• [Selected excerpt]:


Claims
  • 1. A medical device comprising: a shaft having a first and a second end; and an inflatable sock formed in situ at one end of the shaft; the inflatable sock having a distal end and a proximal end, the inflatable sock having an occluded tip with a predetermined geometry integrally formed at the distal end of the sock and an open proximal end; wherein the open end of the sock is secured to the shaft; and wherein the shaft has a lumen in communication with the inflatable sock so as to allow for inflation and deflation of an expandable cavity defined between the shaft and the inflatable sock.
  • 2. The medical device of claim 1 wherein the tip is tapered.
  • 3. The medical device of claim 1 wherein the tip has a proximal end and the proximal end of the tip abuts the second end of the shaft.
  • 4. The medical device of claim 1 wherein the open end of the sock is secured in a recess along the shaft.
  • 5. The medical device of claim 1 further comprising at least one set of scaled indicia along at least a portion of the shaft.

• [Information given]:
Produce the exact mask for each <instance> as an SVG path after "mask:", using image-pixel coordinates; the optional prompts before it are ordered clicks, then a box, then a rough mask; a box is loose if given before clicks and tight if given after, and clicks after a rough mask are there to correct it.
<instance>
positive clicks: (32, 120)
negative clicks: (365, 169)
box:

• [Instructions]:
A: Answer these questions from the medical device claims, one answer per line:
(i) According to claim 1, what does the lumen in the shaft allow for?
(ii) Which claim states that the tip is tapered?
(iii) According to claim 4, where is the open end of the sock secured?
B: Extend the medical device claims with further claims that follow claim 5.

• [Answers by task]:
A:
(i) Inflation and deflation of an expandable cavity defined between the shaft and the inflatable sock.
(ii) Claim 2.
(iii) In a recess along the shaft.

B:
  • 6. The medical device of claim 1 further comprising a valve to regulate fluid flow into or out of the expandable cavity defined between the shaft and the inflatable sock.
  • 7. The medical device of claim 1 further comprising a positioning member slidably mounted about the shaft of the device.
  • 8. The medical device of claim 1 wherein the shaft has radiopaque markers included therein.
  • 9. A method of making a tract measuring device with an integrally formed inflatable sock and occluded tip, the method comprising the steps of: providing a shaft having a proximal end and a distal end, the shaft being occluded at the distal end; providing a mold for forming the integral inflatable sock and occluded tip with a predetermined geometry, the mold being such that the resulting sock formed therein has an open end; positioning the distal end of the shaft within the mold; providing a resin; supplying the resin into the mold; allowing the resin to solidify and form the integral inflatable sock and tip at the distal end of the shaft; removing the shaft and the integrally formed sock and tip from the mold; and securing the open end of the sock to the shaft to define an expandable cavity between the shaft and the inflatable sock.
  • 10. The method of claim 9 further comprising the steps of providing a valve, and inserting the valve into a lumen in the shaft so as to allow regulation of fluid flow into and out of a cavity defined between the shaft and the inflatable sock.
  • 11. The method of claim 9 further comprising the step of providing a slidable positioning member about the shaft.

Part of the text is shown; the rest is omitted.